# Problem set
1 - Answer these questions using the laminitis text.
(a) What is a horse likely to face once it has experienced laminitis?
(b) Which tissues does laminitis damage?
(c) What can the coffin bone do if laminitis is left untreated?
2 - Reproduce the laminitis text from "Laminitis is a delicate" to "of the hoof.".

# Source extract
———

Laminitis is a delicate hoof disorder that showcases the vulnerability of horses. Although it is not always fatal and horses can live with the condition, aggressive care, proper hoof maintenance, and a suitable diet are essential for their well-being. However, once a horse has experienced laminitis, it is likely to deal with the condition for the remainder of its life. On the other hand, there are cases in which the severity of laminitis is so extreme that euthanasia becomes necessary.
Table of Contents
Laminitis is a hoof condition that damages the tissues supporting the coffin bone within the hoof. It occurs when there is a disruption in blood flow, often due to a metabolic condition or ingestion of a toxic substance. Immediate attention is crucial to prevent further progression. If left untreated, the coffin bone can rotate downwards and penetrate the sole of the hoof.

———

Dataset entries
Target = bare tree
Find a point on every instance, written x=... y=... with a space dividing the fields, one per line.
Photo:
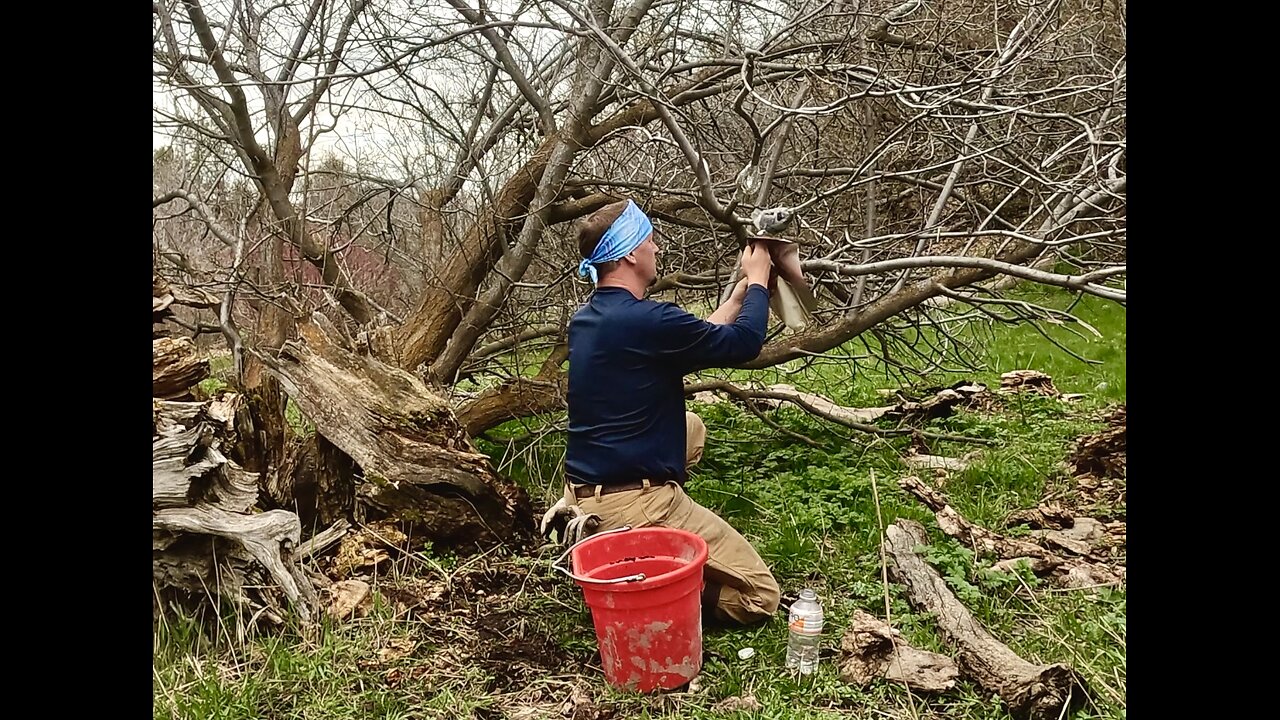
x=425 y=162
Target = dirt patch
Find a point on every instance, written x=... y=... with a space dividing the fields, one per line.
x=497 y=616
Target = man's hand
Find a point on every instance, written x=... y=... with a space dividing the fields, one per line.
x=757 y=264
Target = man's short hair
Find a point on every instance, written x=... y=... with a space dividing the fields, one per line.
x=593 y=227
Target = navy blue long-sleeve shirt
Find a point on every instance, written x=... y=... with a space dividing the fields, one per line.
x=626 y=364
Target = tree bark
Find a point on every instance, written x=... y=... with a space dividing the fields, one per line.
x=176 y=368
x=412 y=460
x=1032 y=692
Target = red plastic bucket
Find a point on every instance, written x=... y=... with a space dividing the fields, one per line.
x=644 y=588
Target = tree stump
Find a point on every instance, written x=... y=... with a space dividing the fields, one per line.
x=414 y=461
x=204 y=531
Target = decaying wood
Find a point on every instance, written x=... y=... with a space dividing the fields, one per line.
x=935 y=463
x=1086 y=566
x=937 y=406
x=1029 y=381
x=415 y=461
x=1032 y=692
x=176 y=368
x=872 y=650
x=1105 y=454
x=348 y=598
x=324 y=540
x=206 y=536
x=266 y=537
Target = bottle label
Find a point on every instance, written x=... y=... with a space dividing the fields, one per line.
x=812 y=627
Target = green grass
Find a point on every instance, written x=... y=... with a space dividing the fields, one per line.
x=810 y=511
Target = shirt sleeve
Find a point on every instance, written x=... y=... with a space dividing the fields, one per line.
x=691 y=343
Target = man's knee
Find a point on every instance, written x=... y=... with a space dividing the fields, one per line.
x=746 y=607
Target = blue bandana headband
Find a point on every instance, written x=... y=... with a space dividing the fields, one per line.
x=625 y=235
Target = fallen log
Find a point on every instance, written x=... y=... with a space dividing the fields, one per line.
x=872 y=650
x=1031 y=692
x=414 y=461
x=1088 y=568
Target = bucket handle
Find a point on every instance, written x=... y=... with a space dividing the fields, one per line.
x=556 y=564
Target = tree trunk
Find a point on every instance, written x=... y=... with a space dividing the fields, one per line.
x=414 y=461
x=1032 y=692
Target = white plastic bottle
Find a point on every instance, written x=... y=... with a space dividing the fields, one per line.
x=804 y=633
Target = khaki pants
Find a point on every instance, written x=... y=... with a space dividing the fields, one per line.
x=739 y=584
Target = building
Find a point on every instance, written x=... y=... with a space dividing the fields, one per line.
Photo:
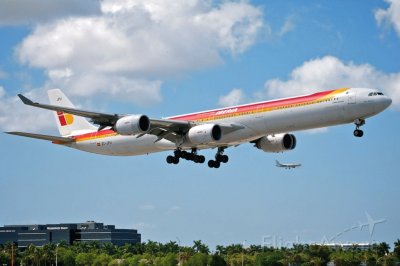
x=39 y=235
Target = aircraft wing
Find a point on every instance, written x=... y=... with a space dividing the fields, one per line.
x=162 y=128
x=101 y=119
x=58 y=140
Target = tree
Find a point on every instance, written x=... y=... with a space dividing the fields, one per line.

———

# Responses
1 -
(a) It is likely to deal with the condition for the remainder of its life.
(b) It damages the tissues supporting the coffin bone within the hoof.
(c) The coffin bone can rotate downwards and penetrate the sole of the hoof.

2 -
Laminitis is a delicate hoof disorder that showcases the vulnerability of horses. Although it is not always fatal and horses can live with the condition, aggressive care, proper hoof maintenance, and a suitable diet are essential for their well-being. However, once a horse has experienced laminitis, it is likely to deal with the condition for the remainder of its life. On the other hand, there are cases in which the severity of laminitis is so extreme that euthanasia becomes necessary.
Table of Contents
Laminitis is a hoof condition that damages the tissues supporting the coffin bone within the hoof. It occurs when there is a disruption in blood flow, often due to a metabolic condition or ingestion of a toxic substance. Immediate attention is crucial to prevent further progression. If left untreated, the coffin bone can rotate downwards and penetrate the sole of the hoof.